* [Prompt]:
Each entry that follows should be written again verbatim.

Data items:
· · ·

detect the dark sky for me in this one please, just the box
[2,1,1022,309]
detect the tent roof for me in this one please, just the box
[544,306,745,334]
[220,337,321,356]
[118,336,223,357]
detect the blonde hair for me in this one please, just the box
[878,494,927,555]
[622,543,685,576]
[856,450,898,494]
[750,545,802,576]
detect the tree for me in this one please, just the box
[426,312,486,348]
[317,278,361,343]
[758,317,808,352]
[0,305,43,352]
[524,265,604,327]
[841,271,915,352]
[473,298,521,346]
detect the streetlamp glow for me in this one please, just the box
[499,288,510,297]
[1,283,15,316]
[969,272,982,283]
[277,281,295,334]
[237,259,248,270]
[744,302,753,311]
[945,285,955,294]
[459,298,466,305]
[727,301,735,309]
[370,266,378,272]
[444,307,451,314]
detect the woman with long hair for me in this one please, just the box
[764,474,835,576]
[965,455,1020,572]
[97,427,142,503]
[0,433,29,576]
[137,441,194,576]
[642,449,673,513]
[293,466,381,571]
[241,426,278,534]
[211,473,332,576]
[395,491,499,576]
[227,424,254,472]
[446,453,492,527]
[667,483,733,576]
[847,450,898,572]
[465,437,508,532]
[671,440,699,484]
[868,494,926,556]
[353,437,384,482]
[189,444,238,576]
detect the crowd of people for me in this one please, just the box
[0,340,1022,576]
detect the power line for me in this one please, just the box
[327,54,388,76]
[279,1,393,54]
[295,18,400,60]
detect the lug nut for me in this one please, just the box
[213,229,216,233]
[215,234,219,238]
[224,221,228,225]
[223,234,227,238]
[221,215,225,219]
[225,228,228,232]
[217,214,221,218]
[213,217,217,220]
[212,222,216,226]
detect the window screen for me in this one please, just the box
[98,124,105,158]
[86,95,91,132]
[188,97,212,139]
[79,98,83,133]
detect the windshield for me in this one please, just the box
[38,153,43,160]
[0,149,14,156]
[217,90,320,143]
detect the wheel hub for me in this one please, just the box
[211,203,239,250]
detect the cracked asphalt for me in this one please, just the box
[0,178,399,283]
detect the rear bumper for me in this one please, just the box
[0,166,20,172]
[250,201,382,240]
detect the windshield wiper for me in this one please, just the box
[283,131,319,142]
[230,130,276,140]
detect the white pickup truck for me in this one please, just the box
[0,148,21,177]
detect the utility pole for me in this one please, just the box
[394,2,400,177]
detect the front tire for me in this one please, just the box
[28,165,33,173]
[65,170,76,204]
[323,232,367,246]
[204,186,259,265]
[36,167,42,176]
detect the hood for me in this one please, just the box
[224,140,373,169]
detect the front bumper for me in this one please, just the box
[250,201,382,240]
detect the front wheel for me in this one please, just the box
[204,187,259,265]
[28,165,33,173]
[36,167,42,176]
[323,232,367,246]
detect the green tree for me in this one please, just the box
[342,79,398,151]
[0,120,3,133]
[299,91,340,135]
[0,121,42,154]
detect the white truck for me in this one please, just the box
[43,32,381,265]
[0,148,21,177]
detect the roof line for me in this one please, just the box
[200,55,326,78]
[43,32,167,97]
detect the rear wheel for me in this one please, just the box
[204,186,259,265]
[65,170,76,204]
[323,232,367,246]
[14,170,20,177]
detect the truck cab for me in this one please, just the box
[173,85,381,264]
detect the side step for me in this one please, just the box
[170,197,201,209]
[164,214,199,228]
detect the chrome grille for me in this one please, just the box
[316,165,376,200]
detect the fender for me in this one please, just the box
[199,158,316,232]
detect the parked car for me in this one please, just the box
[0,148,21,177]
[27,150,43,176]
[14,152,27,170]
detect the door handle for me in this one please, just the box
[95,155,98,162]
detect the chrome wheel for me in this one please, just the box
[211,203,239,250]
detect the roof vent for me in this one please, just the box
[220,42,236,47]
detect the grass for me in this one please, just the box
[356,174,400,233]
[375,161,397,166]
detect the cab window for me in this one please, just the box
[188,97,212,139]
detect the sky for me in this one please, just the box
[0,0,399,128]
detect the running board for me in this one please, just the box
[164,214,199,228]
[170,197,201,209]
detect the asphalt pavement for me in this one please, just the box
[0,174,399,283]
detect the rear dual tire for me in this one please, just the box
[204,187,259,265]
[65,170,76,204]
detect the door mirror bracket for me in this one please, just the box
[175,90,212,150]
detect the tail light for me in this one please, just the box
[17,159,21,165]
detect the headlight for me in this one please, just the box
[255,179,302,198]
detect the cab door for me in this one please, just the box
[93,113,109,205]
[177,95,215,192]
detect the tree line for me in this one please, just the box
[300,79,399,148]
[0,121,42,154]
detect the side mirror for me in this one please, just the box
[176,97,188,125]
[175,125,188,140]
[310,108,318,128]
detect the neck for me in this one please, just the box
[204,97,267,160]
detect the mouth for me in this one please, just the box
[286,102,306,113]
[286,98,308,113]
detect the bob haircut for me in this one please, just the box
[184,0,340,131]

· · ·

* [Expected answer]:
detect the dark sky for me in this one please, just the box
[2,1,1022,309]
detect the tent roof for me in this one please, just the box
[544,306,745,334]
[220,337,321,356]
[118,336,223,357]
detect the blonde hair for me in this one please, just the box
[878,494,927,555]
[622,543,685,576]
[856,450,898,494]
[750,545,802,576]
detect the tree for me in this one please, just the box
[426,312,486,348]
[317,278,361,343]
[758,317,808,352]
[0,305,43,352]
[524,265,604,327]
[841,271,915,352]
[473,298,521,346]
detect the streetlamp glow for me in this one please, just the box
[499,288,510,297]
[1,283,15,316]
[969,272,982,283]
[277,281,295,334]
[237,259,248,270]
[744,302,753,311]
[945,285,955,294]
[459,298,466,305]
[727,301,735,309]
[370,266,378,272]
[444,307,451,314]
detect the woman with long hair for me in this one please, just the box
[764,474,835,576]
[965,455,1020,572]
[97,427,142,503]
[0,433,29,576]
[137,441,194,576]
[642,449,673,513]
[293,466,381,571]
[241,426,278,534]
[211,473,332,576]
[395,491,499,576]
[227,424,254,472]
[446,453,492,527]
[667,483,733,576]
[847,450,898,572]
[465,437,508,532]
[671,440,699,484]
[868,494,926,556]
[353,437,384,482]
[189,444,238,576]
detect the crowd of people for me in this one please, just the box
[0,340,1022,576]
detect the power line for me in this one please, just the box
[327,54,388,76]
[279,1,393,54]
[295,18,400,60]
detect the lug nut for me in this one please, just the box
[213,229,216,233]
[215,234,219,238]
[224,221,228,225]
[223,234,227,238]
[221,215,225,219]
[225,228,228,232]
[217,214,221,218]
[213,217,217,220]
[212,222,216,226]
detect the window screen for me in this one please, just the box
[98,124,105,158]
[86,95,91,132]
[188,97,212,139]
[79,98,83,133]
detect the windshield for me in this one please, just the box
[38,153,43,160]
[0,149,14,156]
[217,90,320,143]
detect the wheel hub for me in this one please, just the box
[211,203,239,250]
detect the cracked asphalt for me in this one please, just the box
[0,178,399,283]
detect the rear bumper for me in this one please, just the box
[0,166,20,172]
[250,201,382,240]
detect the windshield wiper for me in this one please, just the box
[283,131,319,142]
[230,130,276,140]
detect the white pickup truck for me in this one please, just the box
[0,148,21,177]
detect the utility pole for me in this one please, just the box
[394,2,400,177]
detect the front tire for me in this one please, just the box
[28,165,33,173]
[65,170,76,204]
[323,232,367,246]
[204,186,259,265]
[36,167,42,176]
detect the hood for me in this one please, just the box
[224,140,373,169]
detect the front bumper for me in this one please, just the box
[250,201,382,240]
detect the front wheel for me in this one please, just the box
[204,187,259,265]
[28,165,33,173]
[36,167,42,176]
[323,232,367,246]
detect the green tree for me in this one please, just the box
[342,79,398,151]
[0,120,3,133]
[299,91,340,135]
[0,121,42,154]
detect the white truck for me in this one please, just the box
[43,32,381,265]
[0,148,21,177]
detect the roof line for me in this one please, just the box
[200,55,326,78]
[43,32,167,97]
detect the rear wheel for me in this one please, just the box
[204,186,259,265]
[65,170,76,204]
[323,232,367,246]
[14,170,20,177]
detect the truck cab for me in this one please, just the box
[173,85,381,264]
detect the side step for me in this one please, just the box
[170,197,201,209]
[164,214,199,228]
detect the chrome grille for me in this one please, just the box
[316,165,376,200]
detect the fender for me in this one please, just the box
[199,158,316,232]
detect the parked car for me in this one please, just the box
[0,148,21,177]
[27,150,43,176]
[14,152,27,170]
detect the door handle for me in this one please, just the box
[95,155,98,162]
detect the chrome wheel for me in this one please, just the box
[211,203,239,250]
detect the roof vent for me in this one please, just the box
[220,42,236,47]
detect the grass for me in this one please, just the box
[356,174,400,233]
[375,161,397,166]
detect the cab window for me in this one please, just the box
[188,97,212,139]
detect the sky for me in this one please, just the box
[0,0,399,128]
detect the running board for me in this one please, just the box
[164,214,199,228]
[170,197,201,209]
detect the asphalt pavement for me in this one please, just the box
[0,174,399,283]
detect the rear dual tire for me in this one please, just the box
[204,187,259,265]
[65,170,76,204]
detect the door mirror bracket for me in this one please, just the box
[175,90,212,150]
detect the tail light for me in this one please, just the box
[17,159,21,165]
detect the headlight for me in this one please, just the box
[255,179,302,198]
detect the cab door for me in this one please, just the box
[93,113,109,205]
[177,95,215,192]
detect the tree line for me in this one please, just the box
[300,79,399,148]
[0,121,42,154]
detect the side mirror for me in this one please, just the box
[176,97,188,125]
[175,125,188,140]
[310,108,318,128]
detect the neck for me in this one please, just the box
[204,97,267,160]
detect the mouth for me in this one please, just the box
[286,102,306,113]
[286,98,308,113]
detect the bob haircut for me in this one please, just the box
[184,0,340,131]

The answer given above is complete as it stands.